▶ [Rows]:
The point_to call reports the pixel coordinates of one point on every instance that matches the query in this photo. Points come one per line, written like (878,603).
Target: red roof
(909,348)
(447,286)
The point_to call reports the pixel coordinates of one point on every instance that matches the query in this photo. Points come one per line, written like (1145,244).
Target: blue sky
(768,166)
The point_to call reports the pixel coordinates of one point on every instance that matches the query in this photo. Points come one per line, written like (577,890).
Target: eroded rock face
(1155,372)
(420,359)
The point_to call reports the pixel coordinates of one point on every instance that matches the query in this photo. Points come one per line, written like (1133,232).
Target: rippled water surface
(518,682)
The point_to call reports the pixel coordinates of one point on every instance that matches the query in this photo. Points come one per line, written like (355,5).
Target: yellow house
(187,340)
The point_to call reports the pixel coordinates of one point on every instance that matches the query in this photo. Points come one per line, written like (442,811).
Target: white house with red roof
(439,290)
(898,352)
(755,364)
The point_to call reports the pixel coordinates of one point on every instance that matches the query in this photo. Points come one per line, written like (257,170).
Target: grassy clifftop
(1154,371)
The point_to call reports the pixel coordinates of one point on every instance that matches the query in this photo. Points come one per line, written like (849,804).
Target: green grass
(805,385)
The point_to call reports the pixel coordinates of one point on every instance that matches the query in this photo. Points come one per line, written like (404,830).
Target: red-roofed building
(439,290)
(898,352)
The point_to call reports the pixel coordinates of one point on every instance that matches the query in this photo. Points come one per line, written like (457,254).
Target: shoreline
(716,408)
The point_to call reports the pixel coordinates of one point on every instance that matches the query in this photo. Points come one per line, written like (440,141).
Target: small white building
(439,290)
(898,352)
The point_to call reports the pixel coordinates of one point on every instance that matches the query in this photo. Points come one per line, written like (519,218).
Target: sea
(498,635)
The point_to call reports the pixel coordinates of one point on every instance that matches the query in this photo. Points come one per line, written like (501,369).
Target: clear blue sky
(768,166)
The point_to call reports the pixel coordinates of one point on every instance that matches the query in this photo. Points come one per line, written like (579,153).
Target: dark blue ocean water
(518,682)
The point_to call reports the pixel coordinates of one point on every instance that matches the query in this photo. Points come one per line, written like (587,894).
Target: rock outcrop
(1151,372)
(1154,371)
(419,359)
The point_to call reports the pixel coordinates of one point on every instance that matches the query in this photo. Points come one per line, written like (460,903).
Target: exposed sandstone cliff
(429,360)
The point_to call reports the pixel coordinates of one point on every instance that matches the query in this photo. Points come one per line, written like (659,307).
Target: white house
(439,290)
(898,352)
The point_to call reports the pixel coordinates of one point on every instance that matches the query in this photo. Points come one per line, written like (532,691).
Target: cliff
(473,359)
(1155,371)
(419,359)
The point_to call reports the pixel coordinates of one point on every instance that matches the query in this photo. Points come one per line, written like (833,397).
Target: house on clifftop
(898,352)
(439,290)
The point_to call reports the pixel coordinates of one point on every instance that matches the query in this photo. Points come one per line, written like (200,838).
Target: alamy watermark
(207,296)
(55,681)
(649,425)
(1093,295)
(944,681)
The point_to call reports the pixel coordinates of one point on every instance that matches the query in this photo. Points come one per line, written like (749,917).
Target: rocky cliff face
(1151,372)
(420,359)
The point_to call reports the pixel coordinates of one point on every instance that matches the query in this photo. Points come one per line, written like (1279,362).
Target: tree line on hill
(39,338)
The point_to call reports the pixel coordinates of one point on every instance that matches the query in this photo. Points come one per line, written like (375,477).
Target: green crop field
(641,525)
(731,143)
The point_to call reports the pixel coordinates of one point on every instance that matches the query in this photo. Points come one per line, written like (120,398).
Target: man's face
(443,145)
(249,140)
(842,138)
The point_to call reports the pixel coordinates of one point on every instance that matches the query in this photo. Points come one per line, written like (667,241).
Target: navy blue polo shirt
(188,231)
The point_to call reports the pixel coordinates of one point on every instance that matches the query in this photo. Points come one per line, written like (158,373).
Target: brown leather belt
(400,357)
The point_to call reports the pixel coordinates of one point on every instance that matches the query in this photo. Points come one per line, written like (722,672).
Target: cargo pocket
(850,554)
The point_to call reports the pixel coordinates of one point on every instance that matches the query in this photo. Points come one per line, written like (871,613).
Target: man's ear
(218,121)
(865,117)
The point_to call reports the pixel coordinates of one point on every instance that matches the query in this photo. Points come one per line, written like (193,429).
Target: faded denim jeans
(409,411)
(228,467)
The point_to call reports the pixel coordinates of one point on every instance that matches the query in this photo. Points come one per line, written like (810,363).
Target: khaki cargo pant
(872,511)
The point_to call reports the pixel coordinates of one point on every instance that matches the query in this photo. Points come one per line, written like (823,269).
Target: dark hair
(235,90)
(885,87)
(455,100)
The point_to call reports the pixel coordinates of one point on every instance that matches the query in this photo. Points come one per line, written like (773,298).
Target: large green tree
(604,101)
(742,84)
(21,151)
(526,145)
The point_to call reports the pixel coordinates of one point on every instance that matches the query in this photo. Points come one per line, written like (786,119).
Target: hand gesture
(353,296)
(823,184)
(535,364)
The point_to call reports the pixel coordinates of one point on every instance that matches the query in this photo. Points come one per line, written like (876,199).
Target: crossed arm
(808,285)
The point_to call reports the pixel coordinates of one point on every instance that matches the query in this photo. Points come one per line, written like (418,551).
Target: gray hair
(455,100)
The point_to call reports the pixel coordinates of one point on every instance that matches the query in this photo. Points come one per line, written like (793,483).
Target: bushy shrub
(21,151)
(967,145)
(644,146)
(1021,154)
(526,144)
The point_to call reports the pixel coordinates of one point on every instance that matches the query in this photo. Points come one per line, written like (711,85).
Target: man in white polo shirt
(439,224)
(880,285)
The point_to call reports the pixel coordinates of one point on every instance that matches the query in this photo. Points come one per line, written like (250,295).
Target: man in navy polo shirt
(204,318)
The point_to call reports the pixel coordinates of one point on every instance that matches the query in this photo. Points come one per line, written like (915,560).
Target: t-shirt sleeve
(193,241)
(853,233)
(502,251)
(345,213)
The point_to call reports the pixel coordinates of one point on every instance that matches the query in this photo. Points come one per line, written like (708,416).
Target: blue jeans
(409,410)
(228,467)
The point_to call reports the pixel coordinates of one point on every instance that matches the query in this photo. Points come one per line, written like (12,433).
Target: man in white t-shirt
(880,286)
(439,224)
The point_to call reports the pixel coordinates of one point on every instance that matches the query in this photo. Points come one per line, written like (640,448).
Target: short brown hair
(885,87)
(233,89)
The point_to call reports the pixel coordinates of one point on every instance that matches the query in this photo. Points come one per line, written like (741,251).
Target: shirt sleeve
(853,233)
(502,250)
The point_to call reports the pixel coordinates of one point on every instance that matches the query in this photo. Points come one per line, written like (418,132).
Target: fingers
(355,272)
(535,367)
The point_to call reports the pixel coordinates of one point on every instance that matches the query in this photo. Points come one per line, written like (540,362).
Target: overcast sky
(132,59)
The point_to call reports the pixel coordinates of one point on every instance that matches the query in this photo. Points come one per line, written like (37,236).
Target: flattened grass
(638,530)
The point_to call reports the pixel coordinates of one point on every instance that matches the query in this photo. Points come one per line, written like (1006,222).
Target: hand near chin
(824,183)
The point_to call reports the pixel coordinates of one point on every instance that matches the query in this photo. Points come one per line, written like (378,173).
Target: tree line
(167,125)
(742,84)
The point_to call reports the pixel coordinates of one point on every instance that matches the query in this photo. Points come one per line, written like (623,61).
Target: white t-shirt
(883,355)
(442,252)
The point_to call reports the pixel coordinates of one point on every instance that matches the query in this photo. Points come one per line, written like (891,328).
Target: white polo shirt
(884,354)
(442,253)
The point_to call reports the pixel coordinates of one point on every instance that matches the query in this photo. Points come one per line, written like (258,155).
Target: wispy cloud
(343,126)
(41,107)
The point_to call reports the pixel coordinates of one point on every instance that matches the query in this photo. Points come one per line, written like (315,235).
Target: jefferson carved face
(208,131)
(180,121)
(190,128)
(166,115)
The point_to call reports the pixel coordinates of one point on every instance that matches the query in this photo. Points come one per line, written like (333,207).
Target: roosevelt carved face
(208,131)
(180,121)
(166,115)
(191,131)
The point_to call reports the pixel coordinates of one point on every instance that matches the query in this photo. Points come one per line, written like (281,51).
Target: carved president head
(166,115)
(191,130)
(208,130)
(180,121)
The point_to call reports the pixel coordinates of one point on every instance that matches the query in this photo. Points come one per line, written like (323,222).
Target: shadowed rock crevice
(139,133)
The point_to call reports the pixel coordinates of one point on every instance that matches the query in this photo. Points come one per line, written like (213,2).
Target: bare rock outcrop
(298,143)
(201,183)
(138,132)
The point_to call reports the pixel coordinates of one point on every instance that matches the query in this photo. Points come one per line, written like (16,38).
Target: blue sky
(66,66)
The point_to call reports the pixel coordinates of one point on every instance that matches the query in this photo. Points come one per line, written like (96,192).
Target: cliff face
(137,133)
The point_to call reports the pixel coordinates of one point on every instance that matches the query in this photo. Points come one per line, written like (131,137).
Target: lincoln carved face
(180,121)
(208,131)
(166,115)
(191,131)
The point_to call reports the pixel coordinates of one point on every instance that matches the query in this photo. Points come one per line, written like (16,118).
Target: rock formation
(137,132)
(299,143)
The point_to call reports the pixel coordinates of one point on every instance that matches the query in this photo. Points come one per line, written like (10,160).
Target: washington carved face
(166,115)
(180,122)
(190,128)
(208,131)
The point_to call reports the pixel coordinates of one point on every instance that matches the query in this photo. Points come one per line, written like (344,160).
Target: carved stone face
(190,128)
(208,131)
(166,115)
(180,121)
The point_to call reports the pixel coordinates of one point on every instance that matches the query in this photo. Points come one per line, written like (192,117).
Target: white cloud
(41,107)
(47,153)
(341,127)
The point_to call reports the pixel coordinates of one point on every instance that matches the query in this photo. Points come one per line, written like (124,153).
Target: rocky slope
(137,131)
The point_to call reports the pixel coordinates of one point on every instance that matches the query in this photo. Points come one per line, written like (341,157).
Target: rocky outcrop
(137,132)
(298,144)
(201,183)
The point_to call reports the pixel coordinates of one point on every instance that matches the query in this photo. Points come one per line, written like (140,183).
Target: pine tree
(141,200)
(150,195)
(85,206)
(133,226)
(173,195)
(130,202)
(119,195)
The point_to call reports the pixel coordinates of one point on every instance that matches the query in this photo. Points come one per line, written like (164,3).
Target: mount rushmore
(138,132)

▶ [Objective]:
Output the line holding "written like (344,160).", then every later line through the end of the records above, exactly as given and nothing else.

▶ [Complete answer]:
The point_to call reports the pixel coordinates of one point on every instance that matches the query in this photo. Points come one per line, written like (344,160).
Target: carved stone face
(190,128)
(208,131)
(166,115)
(180,121)
The point_to call reports the pixel coordinates of one point on every instance that matches the query in this photo. Points come one per line, written like (192,117).
Target: white cloud
(41,107)
(47,153)
(341,127)
The point_to call reports the pixel coordinates of one point on every instance that matches the query in this photo. Points come one per line, written like (124,153).
Target: rocky slope
(137,131)
The point_to call reports the pixel coordinates of one point on every instance that matches the query in this photo. Points come one per line, written like (341,157).
Target: rocky outcrop
(137,132)
(298,144)
(201,183)
The point_to call reports the pixel coordinates of one point on every instance that matches the query in this photo. Points come one per line, written like (140,183).
Target: pine tree
(141,200)
(150,195)
(85,206)
(133,226)
(173,195)
(130,202)
(119,195)
The point_to call reports the pixel coordinates of one point on every instance that matches the query in this photo. Points come one per line, written like (164,3).
Target: mount rushmore
(138,132)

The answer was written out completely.